====== Selected extract ======

Moore the merrier at Ascot

Hayley Moore, who is to call two races in the final of 'The Filly Factor' at the course tomorrow, had reason for an early celebration when landing the Longines Ladies Handicap on the Kevin Ryan-trained Captain Ramius at Ascot this afternoon.

Hayley Moore, who is to call two races in the final of 'The Filly Factor' at the course tomorrow, had reason for an early celebration when landing the Longines Ladies Handicap on the Kevin Ryan-trained Captain Ramius at Ascot this afternoon.

Whether she excels in the commentating field or as an amateur rider, Moore could not have envisaged a better ending to a race if she had called it herself, as she brought the 12-1 chance down the centre of the course to score by three lengths from Lightning Cloud, to give Ryan a one-two.

All smiles when welcomed back to unsaddle, Moore was presented with a Longines watch, but beforehand observed: "I'm delighted to have come to Ascot and ridden a winner and it's an honour to have been aboard a horse as straightforward as that. He gave me a perfect ride.

"Kevin Ryan said he doesn't like being bumped around so I kept him away from the others and went straight down the middle.

"I was going so well two and a half out, and knowing that he stays so well I decided it was time to go."

The Ryan pair finished clear of Don't Call Me in third, with Den's Gift fourth and Fishforcompliments fifth.

Talwar took an important step up the juvenile pecking order when making the Jaguar XKR-S Winkfield Stakes his second success in three starts for trainer Jeremy Noseda.

The son of Acclamation, strongly handled by Jimmy Fortune, got the better of a sustained duel with Trumpet Major through the final furlong.

It was nip and tuck for the winner as the pair battled stride for stride, but Fortune's mount put his head down where it mattered to prevail by a short head.

======

## Parts of the exercise:
A – Answer these from the racing report:
(i) At what odds did Captain Ramius start?
(ii) Which horse finished third in the Longines Ladies Handicap?
(iii) Who rode Talwar in the Jaguar XKR-S Winkfield Stakes?
B – Translate this sentence from the racing report into Spanish: "The son of Acclamation, strongly handled by Jimmy Fortune, got the better of a sustained duel with Trumpet Major through the final furlong."
Rely only on the racing report above for what follows.

====== Extracted material ======

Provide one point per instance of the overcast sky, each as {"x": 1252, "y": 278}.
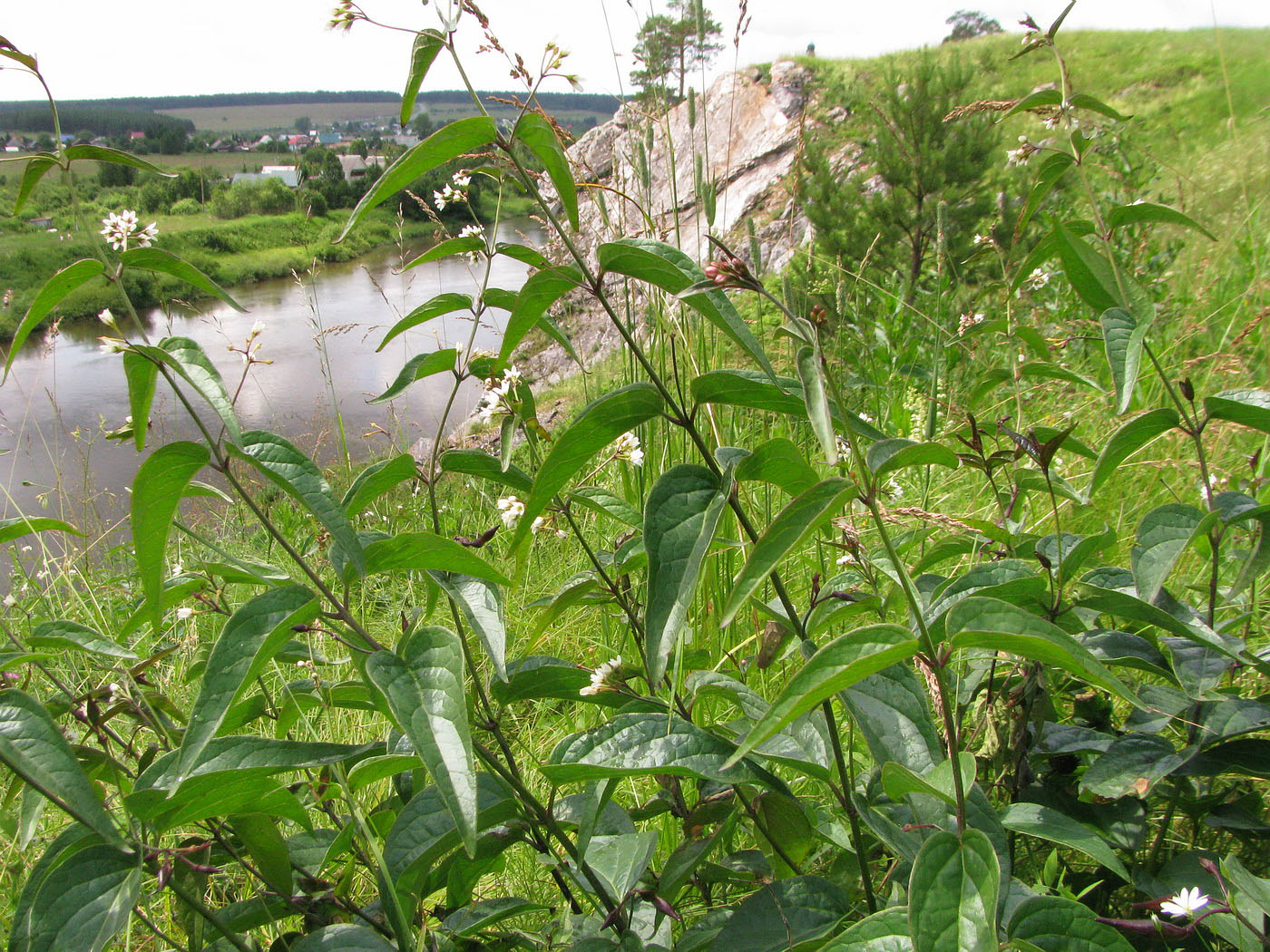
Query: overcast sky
{"x": 89, "y": 48}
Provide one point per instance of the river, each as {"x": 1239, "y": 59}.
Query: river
{"x": 320, "y": 334}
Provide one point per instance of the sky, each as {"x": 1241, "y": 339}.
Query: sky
{"x": 91, "y": 50}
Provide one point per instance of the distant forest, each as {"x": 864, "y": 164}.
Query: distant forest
{"x": 117, "y": 117}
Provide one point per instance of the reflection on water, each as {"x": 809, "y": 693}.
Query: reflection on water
{"x": 320, "y": 333}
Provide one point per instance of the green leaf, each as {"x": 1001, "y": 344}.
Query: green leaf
{"x": 1127, "y": 441}
{"x": 999, "y": 626}
{"x": 539, "y": 135}
{"x": 267, "y": 848}
{"x": 448, "y": 302}
{"x": 540, "y": 291}
{"x": 117, "y": 156}
{"x": 838, "y": 664}
{"x": 65, "y": 635}
{"x": 643, "y": 744}
{"x": 88, "y": 901}
{"x": 789, "y": 529}
{"x": 34, "y": 748}
{"x": 482, "y": 606}
{"x": 681, "y": 517}
{"x": 423, "y": 53}
{"x": 1048, "y": 822}
{"x": 37, "y": 167}
{"x": 187, "y": 358}
{"x": 21, "y": 526}
{"x": 1164, "y": 535}
{"x": 142, "y": 374}
{"x": 787, "y": 916}
{"x": 286, "y": 467}
{"x": 247, "y": 643}
{"x": 885, "y": 930}
{"x": 672, "y": 270}
{"x": 156, "y": 494}
{"x": 952, "y": 894}
{"x": 886, "y": 456}
{"x": 1145, "y": 212}
{"x": 450, "y": 141}
{"x": 778, "y": 462}
{"x": 155, "y": 259}
{"x": 375, "y": 480}
{"x": 423, "y": 551}
{"x": 1250, "y": 408}
{"x": 423, "y": 685}
{"x": 1132, "y": 765}
{"x": 54, "y": 292}
{"x": 474, "y": 462}
{"x": 415, "y": 370}
{"x": 600, "y": 423}
{"x": 1056, "y": 924}
{"x": 816, "y": 403}
{"x": 1123, "y": 340}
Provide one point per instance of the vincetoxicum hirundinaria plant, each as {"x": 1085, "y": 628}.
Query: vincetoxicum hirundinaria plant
{"x": 831, "y": 790}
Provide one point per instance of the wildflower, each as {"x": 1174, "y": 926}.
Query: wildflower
{"x": 1037, "y": 279}
{"x": 1185, "y": 904}
{"x": 969, "y": 320}
{"x": 603, "y": 676}
{"x": 626, "y": 447}
{"x": 122, "y": 228}
{"x": 510, "y": 510}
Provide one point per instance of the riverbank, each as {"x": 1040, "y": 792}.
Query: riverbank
{"x": 231, "y": 253}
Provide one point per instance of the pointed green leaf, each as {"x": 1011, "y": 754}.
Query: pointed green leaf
{"x": 247, "y": 643}
{"x": 156, "y": 492}
{"x": 425, "y": 691}
{"x": 679, "y": 520}
{"x": 415, "y": 370}
{"x": 474, "y": 462}
{"x": 294, "y": 472}
{"x": 540, "y": 291}
{"x": 88, "y": 901}
{"x": 1127, "y": 441}
{"x": 450, "y": 141}
{"x": 34, "y": 748}
{"x": 425, "y": 549}
{"x": 482, "y": 606}
{"x": 375, "y": 480}
{"x": 536, "y": 131}
{"x": 838, "y": 664}
{"x": 1250, "y": 408}
{"x": 155, "y": 259}
{"x": 427, "y": 46}
{"x": 999, "y": 626}
{"x": 1164, "y": 535}
{"x": 54, "y": 292}
{"x": 600, "y": 423}
{"x": 952, "y": 894}
{"x": 789, "y": 529}
{"x": 672, "y": 270}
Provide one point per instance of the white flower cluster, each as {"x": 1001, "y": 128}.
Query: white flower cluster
{"x": 969, "y": 320}
{"x": 454, "y": 193}
{"x": 121, "y": 228}
{"x": 495, "y": 399}
{"x": 510, "y": 510}
{"x": 626, "y": 447}
{"x": 603, "y": 676}
{"x": 1020, "y": 156}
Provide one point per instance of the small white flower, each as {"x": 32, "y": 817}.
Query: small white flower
{"x": 511, "y": 510}
{"x": 1185, "y": 904}
{"x": 602, "y": 676}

======

## Answer section:
A –
(i) 12-1
(ii) Don't Call Me
(iii) Jimmy Fortune

B – El hijo de Acclamation, montado con firmeza por Jimmy Fortune, se impuso en un duelo sostenido con Trumpet Major a lo largo del último furlong.